__Défi 1__: Quels pays sont nommés dans l'article sur Coopenoix ?
__Défi 2__: Réécrivez sous forme de liste numérotée, sans les lignes vides, tout ce qui va de la ligne du listing contenant « Target: windshield » jusqu'à la fin du listing, ces deux bornes comprises.

Coopenoix investit pour l'avenir

« Nous pouvons considérer que 2013 est une bonne année », affichait Pierre Gallin-Martel, le président de Coopenoix lors de la dernière assemblée générale de la coopérative. Mais la satisfaction demeure relative en raison de calibres inférieurs à une année moyenne et d'une qualité hétérogène des noix. Les chiffres pour 2013 avancés par Marc Giraud, le directeur de la coopérative, sont significatifs. La noix sèche s'inscrit dans une saison record de 6 970 tonnes, soit 25% de plus qu'en 2012, une année déjà considérée comme honorable. Beaucoup de noix en cerneaux aussi, avec 193 tonnes, mais qui témoignent d'un important volume de fruits orientés vers le cassage au moment du triage. La collecte compilée (noix fraîches, sèches et cerneaux) de Coopenoix et de sa filiale CT noix s'élève à 9 120 tonnes en équivalence noix sèches. « Dans les années 2000 elle ne dépassait pas les 3 500 tonnes. Ceci est le résultat de l'arrivée en production de nouveaux vergers dans la région », explique Marc Giraud.
Faibles calibres
Si 2012 avait été une année exceptionnelle en termes de calibre, puisque 54% de la récolte dépassait les 32 millimètres, en revanche, « 2013 est atypique dans l'autre sens, fait remarquer le directeur. Nous n'avons jamais rencontré des calibres aussi faibles. Seulement 13% des noix récoltées font plus de 32 millimètres de diamètre. Fort heureusement le calibre 30/32 est constant, 34% des noix entrent dans cette catégorie. » Cette année, plus de 53% de la récolte s'établissait à moins de 30 mm et seulement 11% à plus de 32 mm, le calibre de référence. « Cela a nécessité des arbitrages sur le plan commercial. Il a fallu s'ajuster en conséquence, » poursuit Marc Giraud. Il insiste également sur un taux de déchet inhabituel de 4,8% des noix au triage, soit trois points de plus que les autres années. En revanche, la couleur des coquilles apparaît comme le point positif. « Nous nous attendions à un niveau de gris important. Or les producteurs ont fait des efforts pour ramasser vite, en employant des nouvelles techniques de lavage. »
Relocalisation en France
La coopérative, qui réunit 450 producteurs adhérents d'Isère, de Savoie et de la Drôme ainsi qu'une centaine de producteurs indépendants, a enregistré des chiffres de vente exceptionnels. Les stocks de noix sèches sont quasiment épuisés. « Le produit commence à manquer dans certains calibres. Le marché a été porteur tout au long de la saison, poursuit Marc Giraud. En dépit d'une saison au démarrage tardif, pluvieuse et de noix de qualité discutable, le renouvellement de deux lignes de conditionnement et l'ajout de deux palettiseurs en bout de ligne ont permis de gagner en compétitivité. Avec la coopérative Valsoleil, dont elles commercialisent les fruits, Coopenoix et CT noix ont donc vendu plus de 10 000 tonnes de noix en Europe cette année, soit un quart de la production française. « Pour la première fois, la France est notre marché numéro 1, révèle le directeur. Les grandes enseignes veulent tenir le produit en magasin toute l'année. » A l'export, avec 21% du marché de Coopenoix, l'Italie rafle la deuxième place à l'Allemagne (18%) et l'Espagne. La coopérative enregistre donc un chiffre d'affaires de 25 millions d'euros (31 millions d'euros avec CT noix), stable car la quantité a compensé les faibles calibres.

__Données fournies__:
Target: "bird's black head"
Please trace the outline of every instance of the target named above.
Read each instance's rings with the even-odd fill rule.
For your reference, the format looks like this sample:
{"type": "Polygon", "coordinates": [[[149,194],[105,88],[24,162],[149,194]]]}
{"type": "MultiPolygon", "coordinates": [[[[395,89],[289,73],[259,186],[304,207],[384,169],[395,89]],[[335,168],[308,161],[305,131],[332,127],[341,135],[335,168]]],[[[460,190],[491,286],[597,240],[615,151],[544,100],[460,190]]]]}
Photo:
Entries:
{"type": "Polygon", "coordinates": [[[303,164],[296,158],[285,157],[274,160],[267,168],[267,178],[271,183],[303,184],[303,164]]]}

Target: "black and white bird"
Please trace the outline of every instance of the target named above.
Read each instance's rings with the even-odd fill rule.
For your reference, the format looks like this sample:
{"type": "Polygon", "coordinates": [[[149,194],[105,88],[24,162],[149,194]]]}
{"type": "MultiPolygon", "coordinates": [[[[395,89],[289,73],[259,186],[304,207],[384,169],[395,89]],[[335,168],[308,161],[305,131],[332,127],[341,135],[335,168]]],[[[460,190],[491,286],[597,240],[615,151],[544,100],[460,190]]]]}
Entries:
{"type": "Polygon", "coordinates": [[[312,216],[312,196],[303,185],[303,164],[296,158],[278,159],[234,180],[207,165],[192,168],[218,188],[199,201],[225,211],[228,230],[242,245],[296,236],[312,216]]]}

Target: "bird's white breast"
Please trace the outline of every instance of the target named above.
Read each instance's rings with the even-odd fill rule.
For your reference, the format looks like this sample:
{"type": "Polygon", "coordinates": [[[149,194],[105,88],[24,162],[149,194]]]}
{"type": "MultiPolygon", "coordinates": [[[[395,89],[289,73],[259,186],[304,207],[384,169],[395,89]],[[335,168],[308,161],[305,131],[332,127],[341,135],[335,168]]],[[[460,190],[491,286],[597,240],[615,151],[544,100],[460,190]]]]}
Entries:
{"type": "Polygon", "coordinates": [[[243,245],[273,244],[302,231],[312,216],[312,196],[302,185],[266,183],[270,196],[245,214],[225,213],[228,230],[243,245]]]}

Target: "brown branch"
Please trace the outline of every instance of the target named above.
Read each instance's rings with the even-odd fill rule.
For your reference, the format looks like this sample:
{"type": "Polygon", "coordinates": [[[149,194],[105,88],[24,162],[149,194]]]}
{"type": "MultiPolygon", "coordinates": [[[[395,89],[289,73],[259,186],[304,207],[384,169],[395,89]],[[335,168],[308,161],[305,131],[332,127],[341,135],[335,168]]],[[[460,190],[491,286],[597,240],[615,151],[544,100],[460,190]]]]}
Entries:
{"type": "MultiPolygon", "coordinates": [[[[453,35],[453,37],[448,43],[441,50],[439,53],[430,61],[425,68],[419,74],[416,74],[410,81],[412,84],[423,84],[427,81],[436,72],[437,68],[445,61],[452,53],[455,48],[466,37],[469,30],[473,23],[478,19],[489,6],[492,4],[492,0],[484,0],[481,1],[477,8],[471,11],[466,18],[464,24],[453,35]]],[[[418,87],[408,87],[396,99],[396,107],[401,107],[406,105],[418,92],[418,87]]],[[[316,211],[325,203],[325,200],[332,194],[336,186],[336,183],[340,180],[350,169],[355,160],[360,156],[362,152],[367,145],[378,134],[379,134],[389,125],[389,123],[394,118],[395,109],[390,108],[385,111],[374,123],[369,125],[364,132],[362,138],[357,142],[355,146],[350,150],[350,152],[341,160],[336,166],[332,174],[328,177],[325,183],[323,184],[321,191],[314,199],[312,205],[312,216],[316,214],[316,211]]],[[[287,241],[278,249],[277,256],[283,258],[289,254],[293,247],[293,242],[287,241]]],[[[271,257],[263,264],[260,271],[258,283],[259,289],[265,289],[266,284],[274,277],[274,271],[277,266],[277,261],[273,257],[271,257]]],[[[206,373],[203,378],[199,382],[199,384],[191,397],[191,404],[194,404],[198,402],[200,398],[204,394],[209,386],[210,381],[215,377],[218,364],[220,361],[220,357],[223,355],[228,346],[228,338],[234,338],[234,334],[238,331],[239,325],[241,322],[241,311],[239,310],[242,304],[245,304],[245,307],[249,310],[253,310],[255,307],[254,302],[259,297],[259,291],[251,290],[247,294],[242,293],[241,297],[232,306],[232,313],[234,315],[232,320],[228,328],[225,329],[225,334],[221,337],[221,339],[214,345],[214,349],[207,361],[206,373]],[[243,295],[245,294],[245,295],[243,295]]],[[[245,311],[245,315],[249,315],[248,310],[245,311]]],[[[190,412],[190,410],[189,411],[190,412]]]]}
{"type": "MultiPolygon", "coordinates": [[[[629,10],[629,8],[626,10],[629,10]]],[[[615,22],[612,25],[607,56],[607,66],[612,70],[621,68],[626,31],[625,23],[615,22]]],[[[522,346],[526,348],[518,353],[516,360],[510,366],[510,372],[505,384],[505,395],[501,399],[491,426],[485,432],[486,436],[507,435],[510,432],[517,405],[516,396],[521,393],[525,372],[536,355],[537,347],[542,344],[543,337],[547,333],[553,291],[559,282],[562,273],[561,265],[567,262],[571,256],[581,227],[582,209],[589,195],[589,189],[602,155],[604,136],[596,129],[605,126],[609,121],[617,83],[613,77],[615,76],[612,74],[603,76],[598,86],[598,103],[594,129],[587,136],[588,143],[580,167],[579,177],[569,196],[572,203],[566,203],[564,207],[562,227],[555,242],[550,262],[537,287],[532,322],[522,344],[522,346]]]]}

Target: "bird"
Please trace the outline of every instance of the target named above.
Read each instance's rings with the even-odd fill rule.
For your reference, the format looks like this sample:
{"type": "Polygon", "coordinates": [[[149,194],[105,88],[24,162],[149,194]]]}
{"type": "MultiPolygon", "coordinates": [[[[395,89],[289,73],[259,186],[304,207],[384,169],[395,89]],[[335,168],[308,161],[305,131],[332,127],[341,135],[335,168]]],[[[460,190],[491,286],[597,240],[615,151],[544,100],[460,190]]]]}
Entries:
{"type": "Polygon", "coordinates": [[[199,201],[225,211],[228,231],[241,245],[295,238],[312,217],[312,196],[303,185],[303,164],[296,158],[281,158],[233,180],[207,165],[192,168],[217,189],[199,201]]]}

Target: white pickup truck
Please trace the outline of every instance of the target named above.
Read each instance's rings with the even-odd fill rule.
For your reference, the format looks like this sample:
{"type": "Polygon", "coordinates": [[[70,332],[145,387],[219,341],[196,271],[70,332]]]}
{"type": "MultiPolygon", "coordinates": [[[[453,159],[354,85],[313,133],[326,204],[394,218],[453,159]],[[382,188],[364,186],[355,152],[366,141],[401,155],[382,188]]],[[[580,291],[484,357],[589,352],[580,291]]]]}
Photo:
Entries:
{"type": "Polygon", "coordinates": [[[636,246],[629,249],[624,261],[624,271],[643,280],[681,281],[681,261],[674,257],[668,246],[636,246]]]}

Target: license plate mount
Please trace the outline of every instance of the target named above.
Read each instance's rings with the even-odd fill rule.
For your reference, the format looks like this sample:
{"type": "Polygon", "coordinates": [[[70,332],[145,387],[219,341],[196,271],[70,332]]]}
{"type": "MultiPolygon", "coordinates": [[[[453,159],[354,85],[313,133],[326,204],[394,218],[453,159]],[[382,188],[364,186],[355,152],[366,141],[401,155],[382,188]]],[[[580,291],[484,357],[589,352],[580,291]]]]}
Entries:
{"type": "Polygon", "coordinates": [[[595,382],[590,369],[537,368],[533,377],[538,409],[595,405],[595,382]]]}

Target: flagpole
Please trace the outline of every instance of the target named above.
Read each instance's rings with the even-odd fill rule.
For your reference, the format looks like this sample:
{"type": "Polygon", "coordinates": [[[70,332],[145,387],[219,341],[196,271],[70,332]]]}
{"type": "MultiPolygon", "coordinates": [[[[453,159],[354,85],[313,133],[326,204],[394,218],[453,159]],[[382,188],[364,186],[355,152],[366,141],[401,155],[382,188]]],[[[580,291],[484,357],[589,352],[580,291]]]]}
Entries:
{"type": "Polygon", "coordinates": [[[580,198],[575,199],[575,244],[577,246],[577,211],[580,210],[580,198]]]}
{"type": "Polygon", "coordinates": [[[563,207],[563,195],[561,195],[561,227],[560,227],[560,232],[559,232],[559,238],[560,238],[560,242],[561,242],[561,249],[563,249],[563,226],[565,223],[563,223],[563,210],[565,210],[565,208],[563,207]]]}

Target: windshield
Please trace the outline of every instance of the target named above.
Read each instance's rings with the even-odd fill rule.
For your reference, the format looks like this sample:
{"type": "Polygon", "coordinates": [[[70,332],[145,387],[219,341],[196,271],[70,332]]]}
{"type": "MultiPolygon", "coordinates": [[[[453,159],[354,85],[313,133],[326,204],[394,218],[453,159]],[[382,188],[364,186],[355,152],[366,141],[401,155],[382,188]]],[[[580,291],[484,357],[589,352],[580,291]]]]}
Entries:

__Résultat 1__: France, Italie, Allemagne, Espagne

__Résultat 2__:
1. Target: windshield
2. Please trace the outline of every instance of the target named above.
3. Read each instance's rings with the even-odd fill rule.
4. For your reference, the format looks like this sample:
5. {"type": "Polygon", "coordinates": [[[70,332],[145,387],[219,341],[196,271],[70,332]]]}
6. {"type": "MultiPolygon", "coordinates": [[[[453,159],[354,85],[313,133],[326,204],[394,218],[453,159]],[[382,188],[364,186],[355,152],[366,141],[401,155],[382,188]]],[[[580,291],[484,357],[589,352],[580,291]]]]}
7. Entries:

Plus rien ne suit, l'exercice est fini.